AUFGABE
Schreibe die Zeilen der Einträge unverändert ab. Beginne mit der Zeile, die „tree in this photo.“ enthält, und fahre bis einschließlich der letzten Zeile der Einträge fort.

ANGEZEIGTE DATEN
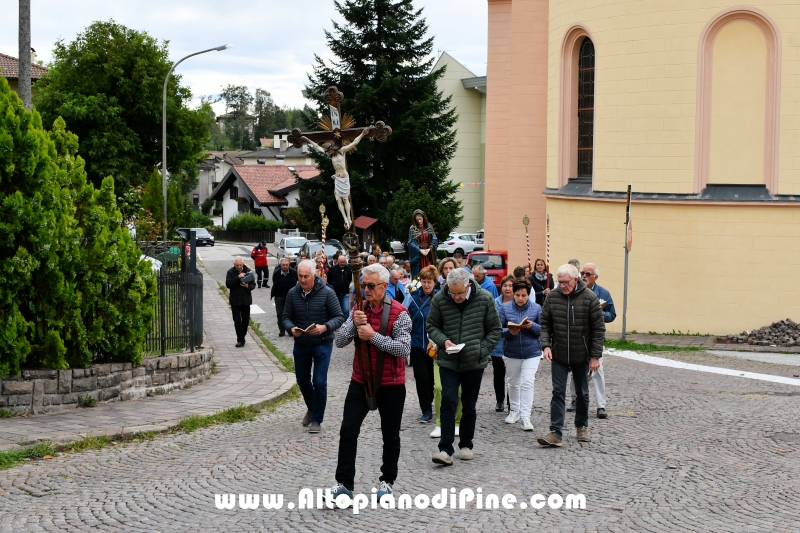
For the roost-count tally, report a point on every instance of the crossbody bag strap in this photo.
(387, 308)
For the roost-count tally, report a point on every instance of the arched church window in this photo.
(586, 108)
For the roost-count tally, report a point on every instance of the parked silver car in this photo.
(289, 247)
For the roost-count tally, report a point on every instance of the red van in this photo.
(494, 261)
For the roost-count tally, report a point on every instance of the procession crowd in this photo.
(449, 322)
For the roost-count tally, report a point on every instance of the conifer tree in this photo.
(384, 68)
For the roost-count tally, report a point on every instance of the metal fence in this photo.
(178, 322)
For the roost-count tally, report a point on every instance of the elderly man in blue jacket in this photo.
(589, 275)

SCHRIFTLICHE LÖSUNG
For the roost-count tally, report a point on every instance of the conifer tree in this photo.
(384, 68)
For the roost-count tally, report a point on every instance of the metal fence in this photo.
(178, 322)
For the roost-count tally, report a point on every instance of the elderly man in blue jacket in this photo.
(589, 275)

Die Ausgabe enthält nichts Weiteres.